— WHAT IS BEING ASKED —
Will you write out all the entries below exactly?

[Point placement records]
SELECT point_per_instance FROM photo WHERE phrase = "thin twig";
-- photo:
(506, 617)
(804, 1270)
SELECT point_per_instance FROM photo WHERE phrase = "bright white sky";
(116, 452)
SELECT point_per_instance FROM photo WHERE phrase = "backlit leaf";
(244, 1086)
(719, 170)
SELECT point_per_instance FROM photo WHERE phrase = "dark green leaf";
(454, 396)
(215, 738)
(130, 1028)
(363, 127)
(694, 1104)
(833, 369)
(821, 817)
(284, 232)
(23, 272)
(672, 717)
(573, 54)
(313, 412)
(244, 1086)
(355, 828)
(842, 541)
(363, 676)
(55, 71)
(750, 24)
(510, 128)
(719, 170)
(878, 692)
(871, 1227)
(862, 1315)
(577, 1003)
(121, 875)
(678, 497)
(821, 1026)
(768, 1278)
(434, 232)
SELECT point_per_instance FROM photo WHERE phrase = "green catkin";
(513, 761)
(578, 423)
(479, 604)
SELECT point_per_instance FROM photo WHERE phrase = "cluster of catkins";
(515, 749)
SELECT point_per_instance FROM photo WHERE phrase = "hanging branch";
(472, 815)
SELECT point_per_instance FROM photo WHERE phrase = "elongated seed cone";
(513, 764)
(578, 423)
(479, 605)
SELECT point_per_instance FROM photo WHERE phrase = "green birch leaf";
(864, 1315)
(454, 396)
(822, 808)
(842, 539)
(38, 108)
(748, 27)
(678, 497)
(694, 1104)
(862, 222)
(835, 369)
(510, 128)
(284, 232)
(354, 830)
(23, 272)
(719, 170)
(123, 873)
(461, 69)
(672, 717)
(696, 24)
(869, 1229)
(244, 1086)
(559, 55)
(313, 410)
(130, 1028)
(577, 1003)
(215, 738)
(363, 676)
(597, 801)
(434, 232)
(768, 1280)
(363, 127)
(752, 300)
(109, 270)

— RESULT OF THIS TASK —
SELECT point_per_instance FROM photo WHERE phrase = "thin twig";
-- photo:
(506, 617)
(804, 1270)
SELECT point_per_instance FROM photo WHERE phrase = "bright white sky";
(116, 452)
SELECT point_per_instance FROM photo WHERE phrase = "backlit leaf";
(244, 1086)
(719, 170)
SELECT point_per_instance FROM photo WHERE phrase = "dark green leaf";
(454, 396)
(215, 738)
(130, 1028)
(363, 127)
(694, 1104)
(833, 369)
(821, 817)
(284, 232)
(23, 272)
(672, 717)
(573, 54)
(313, 412)
(244, 1086)
(355, 828)
(842, 541)
(363, 676)
(55, 71)
(750, 24)
(510, 128)
(719, 170)
(878, 692)
(871, 1227)
(862, 1315)
(577, 1003)
(121, 875)
(678, 497)
(821, 1026)
(768, 1278)
(434, 232)
SELECT point_per_instance FROM photo WHERE phrase = "green catkin";
(513, 761)
(578, 423)
(479, 604)
SELECT point_per_instance FROM photo WHERE phrase = "cluster of catkins";
(515, 749)
SELECT point_per_instance FROM photo WHERE phrase = "hanging branch";
(472, 815)
SELECT point_per_instance FROM photo WHERE phrase = "elongated seed cone";
(513, 764)
(578, 423)
(479, 605)
SELECT point_per_instance FROM photo WHERE phrase = "green birch leaf";
(864, 1315)
(454, 396)
(822, 808)
(842, 539)
(38, 108)
(748, 27)
(678, 497)
(694, 1104)
(862, 222)
(835, 369)
(510, 128)
(284, 232)
(354, 830)
(23, 272)
(719, 170)
(123, 873)
(461, 69)
(672, 717)
(696, 24)
(869, 1229)
(244, 1086)
(559, 55)
(313, 410)
(130, 1028)
(577, 1003)
(215, 738)
(363, 676)
(597, 801)
(434, 232)
(768, 1280)
(363, 127)
(752, 300)
(109, 270)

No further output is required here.